[Directions for this task] Rewrite the rows from the line with "spot the building window." through the end of the rows, changing "spot" to "locate" and leaving everything else as it is.

Rows excerpted from a collection
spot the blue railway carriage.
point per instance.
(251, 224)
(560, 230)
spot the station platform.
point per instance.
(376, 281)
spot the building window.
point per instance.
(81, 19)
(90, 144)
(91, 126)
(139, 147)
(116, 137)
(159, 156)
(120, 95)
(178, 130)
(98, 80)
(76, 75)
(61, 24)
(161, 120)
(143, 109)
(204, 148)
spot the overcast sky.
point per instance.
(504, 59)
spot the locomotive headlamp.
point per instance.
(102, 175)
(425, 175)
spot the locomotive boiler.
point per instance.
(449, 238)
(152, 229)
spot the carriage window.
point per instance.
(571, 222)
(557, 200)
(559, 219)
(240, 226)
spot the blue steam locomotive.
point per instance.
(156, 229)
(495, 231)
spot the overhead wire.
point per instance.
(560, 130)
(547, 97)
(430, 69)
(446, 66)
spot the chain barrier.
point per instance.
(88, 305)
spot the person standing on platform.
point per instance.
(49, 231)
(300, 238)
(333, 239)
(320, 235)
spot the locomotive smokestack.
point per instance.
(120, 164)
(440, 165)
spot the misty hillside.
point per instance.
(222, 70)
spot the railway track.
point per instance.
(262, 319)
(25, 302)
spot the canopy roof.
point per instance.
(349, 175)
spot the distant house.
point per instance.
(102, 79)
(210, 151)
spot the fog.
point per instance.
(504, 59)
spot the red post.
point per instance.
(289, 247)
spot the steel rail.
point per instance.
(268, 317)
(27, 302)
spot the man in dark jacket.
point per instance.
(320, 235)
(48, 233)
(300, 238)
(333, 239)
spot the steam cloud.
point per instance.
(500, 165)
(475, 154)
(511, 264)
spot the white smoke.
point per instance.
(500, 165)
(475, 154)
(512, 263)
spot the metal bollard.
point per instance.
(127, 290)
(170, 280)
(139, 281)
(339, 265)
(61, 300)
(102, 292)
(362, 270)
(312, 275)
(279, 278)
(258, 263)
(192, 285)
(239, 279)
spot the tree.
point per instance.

[Worked solution]
locate the building window.
point per instance.
(81, 19)
(90, 144)
(91, 126)
(139, 147)
(116, 137)
(159, 156)
(120, 95)
(178, 130)
(98, 80)
(76, 75)
(61, 24)
(161, 120)
(143, 109)
(204, 148)
locate the overcast sky.
point per instance.
(504, 59)
locate the locomotive headlamp.
point per instance.
(102, 175)
(425, 175)
locate the locomotive boiler.
point per instance.
(449, 238)
(152, 229)
locate the carriage window.
point per instance.
(571, 222)
(557, 200)
(559, 219)
(240, 226)
locate the blue steam locomotive.
point per instance.
(156, 229)
(495, 231)
locate the overhead wire.
point per instance.
(560, 130)
(547, 97)
(430, 69)
(446, 66)
locate the chain barrier.
point per instance.
(88, 305)
locate the person standing on platform.
point per instance.
(49, 231)
(300, 238)
(333, 239)
(320, 235)
locate the locomotive smokestack.
point per instance.
(120, 164)
(440, 165)
locate the misty hillside.
point per instance.
(222, 70)
locate the railway track.
point per instance.
(262, 319)
(25, 302)
locate the canopy roof.
point per instance.
(349, 175)
locate the distant house.
point per instance.
(102, 79)
(210, 151)
locate the fog.
point per instance.
(504, 59)
locate the red post.
point per instance.
(289, 247)
locate the steel rail.
point per instance.
(268, 317)
(27, 302)
locate the man in dark jacket.
point per instance.
(320, 235)
(48, 233)
(300, 238)
(333, 239)
locate the steam cloud.
point per instance.
(500, 165)
(475, 154)
(511, 264)
locate the white smoke.
point per instance.
(500, 165)
(475, 154)
(512, 263)
locate the metal bollard.
point per instance.
(127, 290)
(170, 280)
(139, 281)
(339, 265)
(61, 300)
(102, 292)
(362, 270)
(312, 275)
(279, 278)
(258, 263)
(192, 285)
(239, 279)
locate the tree.
point per instance.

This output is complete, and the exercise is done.